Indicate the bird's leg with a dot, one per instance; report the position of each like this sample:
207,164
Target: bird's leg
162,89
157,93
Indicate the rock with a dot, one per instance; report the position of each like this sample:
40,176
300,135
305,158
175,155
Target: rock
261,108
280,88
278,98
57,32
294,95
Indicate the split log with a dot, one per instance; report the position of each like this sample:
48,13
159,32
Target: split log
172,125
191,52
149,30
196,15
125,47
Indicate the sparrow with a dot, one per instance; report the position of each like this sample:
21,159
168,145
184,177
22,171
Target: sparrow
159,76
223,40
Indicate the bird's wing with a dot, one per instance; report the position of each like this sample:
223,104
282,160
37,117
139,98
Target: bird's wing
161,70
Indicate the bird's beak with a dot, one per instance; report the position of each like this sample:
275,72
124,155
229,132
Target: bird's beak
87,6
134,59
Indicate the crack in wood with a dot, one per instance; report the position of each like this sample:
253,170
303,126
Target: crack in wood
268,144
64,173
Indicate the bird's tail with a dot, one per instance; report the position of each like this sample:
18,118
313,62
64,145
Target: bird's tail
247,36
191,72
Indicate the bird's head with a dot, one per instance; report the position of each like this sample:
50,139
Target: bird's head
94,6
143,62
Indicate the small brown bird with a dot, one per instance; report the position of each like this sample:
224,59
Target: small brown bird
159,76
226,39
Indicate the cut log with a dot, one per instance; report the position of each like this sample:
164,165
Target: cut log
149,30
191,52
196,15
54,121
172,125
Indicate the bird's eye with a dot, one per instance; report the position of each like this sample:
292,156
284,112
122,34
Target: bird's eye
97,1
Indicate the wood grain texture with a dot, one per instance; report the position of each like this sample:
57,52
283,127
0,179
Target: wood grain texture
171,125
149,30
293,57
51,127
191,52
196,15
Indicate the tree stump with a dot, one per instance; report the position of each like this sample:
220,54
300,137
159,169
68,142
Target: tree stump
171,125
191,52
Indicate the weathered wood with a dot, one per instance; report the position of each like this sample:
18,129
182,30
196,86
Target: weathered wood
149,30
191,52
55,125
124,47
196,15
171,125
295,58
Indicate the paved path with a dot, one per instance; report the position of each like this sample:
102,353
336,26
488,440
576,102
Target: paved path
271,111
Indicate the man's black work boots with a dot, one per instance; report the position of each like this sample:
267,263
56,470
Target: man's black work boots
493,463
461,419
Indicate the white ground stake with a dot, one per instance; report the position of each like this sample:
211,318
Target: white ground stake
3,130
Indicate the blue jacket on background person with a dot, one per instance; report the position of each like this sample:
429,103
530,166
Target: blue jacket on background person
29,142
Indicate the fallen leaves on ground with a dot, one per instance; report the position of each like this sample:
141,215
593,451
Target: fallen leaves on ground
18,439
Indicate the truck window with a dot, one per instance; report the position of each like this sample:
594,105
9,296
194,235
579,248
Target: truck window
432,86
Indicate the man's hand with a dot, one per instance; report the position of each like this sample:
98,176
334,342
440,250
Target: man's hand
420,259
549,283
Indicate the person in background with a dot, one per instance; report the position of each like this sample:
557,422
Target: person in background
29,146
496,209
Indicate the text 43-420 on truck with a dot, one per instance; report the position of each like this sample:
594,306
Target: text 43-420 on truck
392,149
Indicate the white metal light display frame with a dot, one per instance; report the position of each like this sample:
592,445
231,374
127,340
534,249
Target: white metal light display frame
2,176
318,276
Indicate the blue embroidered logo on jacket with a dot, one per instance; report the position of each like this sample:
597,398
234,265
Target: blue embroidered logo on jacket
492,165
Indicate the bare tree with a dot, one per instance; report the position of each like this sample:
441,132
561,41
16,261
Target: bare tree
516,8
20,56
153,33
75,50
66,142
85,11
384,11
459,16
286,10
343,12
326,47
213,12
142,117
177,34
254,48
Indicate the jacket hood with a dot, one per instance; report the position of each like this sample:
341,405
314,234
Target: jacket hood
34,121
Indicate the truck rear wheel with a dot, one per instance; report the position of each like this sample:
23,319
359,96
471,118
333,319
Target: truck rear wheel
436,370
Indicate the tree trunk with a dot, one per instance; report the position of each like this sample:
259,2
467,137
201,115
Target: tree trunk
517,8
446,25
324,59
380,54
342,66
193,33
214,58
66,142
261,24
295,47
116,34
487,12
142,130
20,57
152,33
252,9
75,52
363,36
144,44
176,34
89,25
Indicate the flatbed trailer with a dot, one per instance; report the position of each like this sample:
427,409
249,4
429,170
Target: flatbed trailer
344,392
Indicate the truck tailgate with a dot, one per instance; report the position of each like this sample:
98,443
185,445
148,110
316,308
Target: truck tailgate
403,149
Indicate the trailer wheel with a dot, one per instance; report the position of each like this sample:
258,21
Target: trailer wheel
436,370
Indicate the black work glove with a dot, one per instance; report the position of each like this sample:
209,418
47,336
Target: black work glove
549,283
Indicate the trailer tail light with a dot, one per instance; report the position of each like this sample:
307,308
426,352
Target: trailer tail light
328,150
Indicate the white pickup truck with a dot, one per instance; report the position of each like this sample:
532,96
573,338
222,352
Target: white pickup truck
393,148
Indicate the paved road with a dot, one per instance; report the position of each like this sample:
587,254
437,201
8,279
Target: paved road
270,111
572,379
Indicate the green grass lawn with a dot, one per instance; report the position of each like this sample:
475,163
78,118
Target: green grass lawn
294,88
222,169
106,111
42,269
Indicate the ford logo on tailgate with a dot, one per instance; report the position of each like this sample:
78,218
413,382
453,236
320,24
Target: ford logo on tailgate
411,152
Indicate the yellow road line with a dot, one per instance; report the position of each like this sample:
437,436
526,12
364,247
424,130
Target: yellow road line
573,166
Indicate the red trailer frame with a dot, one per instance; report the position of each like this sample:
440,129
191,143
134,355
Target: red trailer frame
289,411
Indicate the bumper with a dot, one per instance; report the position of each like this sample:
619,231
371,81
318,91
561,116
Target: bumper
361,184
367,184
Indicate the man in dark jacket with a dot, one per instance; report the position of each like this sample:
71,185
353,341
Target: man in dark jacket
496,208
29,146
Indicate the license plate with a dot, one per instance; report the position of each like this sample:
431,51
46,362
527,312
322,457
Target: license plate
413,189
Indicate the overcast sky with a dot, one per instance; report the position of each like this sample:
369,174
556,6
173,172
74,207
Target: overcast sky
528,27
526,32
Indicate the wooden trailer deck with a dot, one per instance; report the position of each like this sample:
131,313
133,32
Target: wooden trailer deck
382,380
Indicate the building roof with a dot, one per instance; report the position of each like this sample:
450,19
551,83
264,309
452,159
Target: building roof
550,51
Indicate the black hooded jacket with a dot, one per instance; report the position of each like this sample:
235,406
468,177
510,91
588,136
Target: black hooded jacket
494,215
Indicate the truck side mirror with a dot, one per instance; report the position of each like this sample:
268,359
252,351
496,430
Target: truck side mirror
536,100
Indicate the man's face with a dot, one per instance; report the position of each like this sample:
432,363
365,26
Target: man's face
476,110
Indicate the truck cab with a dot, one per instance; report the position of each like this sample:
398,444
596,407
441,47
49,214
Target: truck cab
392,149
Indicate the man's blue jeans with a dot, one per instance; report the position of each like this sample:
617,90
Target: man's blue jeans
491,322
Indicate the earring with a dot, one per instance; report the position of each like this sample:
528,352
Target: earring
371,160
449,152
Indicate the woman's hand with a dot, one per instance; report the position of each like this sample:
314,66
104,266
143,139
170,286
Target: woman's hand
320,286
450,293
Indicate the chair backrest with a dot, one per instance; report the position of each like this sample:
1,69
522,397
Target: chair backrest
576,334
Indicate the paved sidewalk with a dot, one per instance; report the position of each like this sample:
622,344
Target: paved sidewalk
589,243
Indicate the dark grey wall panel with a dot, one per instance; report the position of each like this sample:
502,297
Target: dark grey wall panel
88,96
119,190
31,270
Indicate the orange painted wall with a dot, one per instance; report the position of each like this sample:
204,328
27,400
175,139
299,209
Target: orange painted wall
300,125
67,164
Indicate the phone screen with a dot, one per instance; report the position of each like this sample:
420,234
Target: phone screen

TASK STATEMENT =>
Scan the entries above for the word "phone", then copy every line in which it occurs.

TASK RESPONSE =>
Indicate the phone screen with a dot, one per instance; report the position of each like this sample:
Target: phone screen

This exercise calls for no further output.